-- SUPPLIED PASSAGE start --
By Ian Hanigan
Daily Breeze
The Centinela Valley Union High School District has filed a pair of lawsuits aimed at preventing one of its feeder districts from seceding as its own unified K-12 system -- and taking a large chunk of the area's tax base with it.
But Centinela Valley's suits aren't against the unification-minded Wiseburn School District, which serves the communities of Del Aire, Wiseburn and west Hawthorne. Instead, the legal salvos target the state Board of Education, which recently voted to put the question of secession on the March ballot, as well as other state and county agencies.
Attorneys for the Lawndale-based high school district say they are seeking a ruling that would either put a stop to the unification vote or, at least, expand it to include all of Hawthorne, Lawndale and Lennox.
John Peterson, a chief proponent of Wiseburn's split, believes Centinela officials are trying to "delay and discourage" the movement for all the wrong reasons.
"They are listening to attorneys who are only interested in billable hours," Peterson said Thursday.
A message left with the state Board of Education on Wednesday was not returned.
One of the lawsuits, filed Oct. 12 in Los Angeles Superior Court, claims the board improperly ruled that Wiseburn's reorganization would not pose any negative environmental impacts on surrounding neighborhoods, even though unification would likely bring about a new high school.
Named in that suit are the state board, the California Department of Education and Los Angeles County Registrar-Recorder Conny McCormack, who would oversee the March election.
A second 52-page suit filed a week ago claims the state improperly authorized the agreement that would limit the March unification election to Wiseburn rather than the entire Centinela Valley district, which includes Lawndale, Hawthorne and Lennox.
-- SUPPLIED PASSAGE end --
* _DIRECTIONS FOR THIS TASK_: In the article on the Centinela Valley lawsuits, in which court was the lawsuit of Oct. 12 filed? The lines that follow are separate material and are not part of the article.
-- PROVIDED DATA start --
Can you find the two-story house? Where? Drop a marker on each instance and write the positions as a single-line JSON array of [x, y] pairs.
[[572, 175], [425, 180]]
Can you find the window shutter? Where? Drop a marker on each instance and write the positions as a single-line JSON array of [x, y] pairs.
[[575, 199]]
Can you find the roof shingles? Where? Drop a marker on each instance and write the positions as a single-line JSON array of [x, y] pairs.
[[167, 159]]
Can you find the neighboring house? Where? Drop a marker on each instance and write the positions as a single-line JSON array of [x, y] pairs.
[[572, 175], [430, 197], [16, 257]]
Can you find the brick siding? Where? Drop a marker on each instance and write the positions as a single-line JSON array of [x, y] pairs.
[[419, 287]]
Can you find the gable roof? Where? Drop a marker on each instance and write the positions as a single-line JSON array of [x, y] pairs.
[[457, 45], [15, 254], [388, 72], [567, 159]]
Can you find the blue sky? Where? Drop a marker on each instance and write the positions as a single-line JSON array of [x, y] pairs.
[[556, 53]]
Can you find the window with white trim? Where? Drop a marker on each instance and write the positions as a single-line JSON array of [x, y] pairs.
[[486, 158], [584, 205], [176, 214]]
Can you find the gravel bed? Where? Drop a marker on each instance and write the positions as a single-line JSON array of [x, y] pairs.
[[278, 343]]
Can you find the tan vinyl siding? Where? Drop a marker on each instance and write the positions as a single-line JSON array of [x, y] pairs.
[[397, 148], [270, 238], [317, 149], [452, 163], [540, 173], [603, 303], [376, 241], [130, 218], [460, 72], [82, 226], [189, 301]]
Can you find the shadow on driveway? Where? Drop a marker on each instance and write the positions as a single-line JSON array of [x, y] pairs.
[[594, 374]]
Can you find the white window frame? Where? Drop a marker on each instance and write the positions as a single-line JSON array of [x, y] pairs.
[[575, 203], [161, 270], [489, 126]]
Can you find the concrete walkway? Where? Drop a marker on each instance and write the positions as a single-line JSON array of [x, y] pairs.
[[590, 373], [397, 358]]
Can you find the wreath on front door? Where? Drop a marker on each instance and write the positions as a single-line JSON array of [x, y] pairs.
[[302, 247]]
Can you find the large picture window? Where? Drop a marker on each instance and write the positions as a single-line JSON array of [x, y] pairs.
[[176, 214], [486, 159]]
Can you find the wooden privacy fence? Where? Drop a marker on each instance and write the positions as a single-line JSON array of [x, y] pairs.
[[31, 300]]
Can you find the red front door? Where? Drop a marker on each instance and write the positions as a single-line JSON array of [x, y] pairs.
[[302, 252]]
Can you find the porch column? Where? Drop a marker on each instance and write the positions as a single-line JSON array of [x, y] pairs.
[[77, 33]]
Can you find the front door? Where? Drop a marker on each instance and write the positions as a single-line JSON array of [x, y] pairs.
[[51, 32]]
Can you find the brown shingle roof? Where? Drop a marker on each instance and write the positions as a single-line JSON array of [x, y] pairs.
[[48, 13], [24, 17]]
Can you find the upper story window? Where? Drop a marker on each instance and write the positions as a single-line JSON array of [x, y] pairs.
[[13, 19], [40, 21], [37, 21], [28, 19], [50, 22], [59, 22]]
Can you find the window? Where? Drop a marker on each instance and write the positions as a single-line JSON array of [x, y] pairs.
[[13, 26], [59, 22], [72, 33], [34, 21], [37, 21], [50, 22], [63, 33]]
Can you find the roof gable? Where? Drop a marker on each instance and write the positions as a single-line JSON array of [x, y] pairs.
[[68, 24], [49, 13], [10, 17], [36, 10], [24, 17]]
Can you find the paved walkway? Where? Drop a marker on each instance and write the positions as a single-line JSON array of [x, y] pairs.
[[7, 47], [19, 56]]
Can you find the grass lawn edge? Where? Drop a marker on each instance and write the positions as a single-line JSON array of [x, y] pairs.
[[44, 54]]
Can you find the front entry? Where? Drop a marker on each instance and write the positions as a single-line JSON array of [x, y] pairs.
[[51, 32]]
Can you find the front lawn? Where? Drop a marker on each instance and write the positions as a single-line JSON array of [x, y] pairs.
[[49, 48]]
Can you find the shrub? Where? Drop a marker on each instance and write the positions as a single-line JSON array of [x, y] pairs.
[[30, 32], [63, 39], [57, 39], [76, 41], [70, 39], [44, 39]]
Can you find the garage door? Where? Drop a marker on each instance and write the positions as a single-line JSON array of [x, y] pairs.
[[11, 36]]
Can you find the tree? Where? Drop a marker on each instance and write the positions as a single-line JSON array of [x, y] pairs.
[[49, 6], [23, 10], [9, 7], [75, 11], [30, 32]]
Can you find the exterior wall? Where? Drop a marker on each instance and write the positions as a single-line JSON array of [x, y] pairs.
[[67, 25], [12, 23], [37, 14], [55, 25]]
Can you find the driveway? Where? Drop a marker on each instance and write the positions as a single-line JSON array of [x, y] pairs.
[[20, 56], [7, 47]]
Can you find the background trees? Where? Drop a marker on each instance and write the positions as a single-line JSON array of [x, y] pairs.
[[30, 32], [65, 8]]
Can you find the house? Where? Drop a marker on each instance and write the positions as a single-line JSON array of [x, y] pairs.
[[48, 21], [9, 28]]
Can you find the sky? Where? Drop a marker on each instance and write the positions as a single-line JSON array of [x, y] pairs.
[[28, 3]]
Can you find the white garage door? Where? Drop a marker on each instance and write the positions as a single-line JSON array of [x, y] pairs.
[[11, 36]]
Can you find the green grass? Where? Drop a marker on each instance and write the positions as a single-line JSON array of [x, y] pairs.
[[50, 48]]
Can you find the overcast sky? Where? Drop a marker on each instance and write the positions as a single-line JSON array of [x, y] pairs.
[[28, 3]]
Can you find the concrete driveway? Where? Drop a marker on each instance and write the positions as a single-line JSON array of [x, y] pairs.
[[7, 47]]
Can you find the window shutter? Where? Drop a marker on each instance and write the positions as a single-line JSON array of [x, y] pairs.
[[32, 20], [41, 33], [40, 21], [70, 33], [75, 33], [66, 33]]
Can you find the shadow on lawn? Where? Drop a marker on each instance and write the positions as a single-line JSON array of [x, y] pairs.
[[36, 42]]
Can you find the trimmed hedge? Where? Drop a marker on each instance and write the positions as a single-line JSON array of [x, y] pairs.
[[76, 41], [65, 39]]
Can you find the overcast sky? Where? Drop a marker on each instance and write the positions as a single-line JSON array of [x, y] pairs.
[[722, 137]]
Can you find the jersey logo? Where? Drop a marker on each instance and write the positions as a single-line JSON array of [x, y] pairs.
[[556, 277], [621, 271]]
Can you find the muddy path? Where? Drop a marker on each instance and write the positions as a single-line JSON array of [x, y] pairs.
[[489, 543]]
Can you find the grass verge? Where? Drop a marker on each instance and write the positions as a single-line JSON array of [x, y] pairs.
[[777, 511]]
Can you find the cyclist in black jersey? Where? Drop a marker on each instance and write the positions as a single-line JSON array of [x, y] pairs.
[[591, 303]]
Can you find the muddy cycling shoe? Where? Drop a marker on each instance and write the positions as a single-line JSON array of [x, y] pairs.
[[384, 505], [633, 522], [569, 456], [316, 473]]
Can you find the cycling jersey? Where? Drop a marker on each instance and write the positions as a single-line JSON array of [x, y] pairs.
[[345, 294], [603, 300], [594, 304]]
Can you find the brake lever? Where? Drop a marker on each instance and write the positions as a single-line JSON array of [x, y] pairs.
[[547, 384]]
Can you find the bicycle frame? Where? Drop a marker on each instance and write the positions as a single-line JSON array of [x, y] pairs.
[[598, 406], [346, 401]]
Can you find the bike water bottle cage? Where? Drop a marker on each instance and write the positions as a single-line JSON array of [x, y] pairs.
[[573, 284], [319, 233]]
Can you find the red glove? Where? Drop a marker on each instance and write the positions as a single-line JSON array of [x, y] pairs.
-- PROVIDED DATA end --
* _EXERCISE SOLUTION_: Los Angeles Superior Court.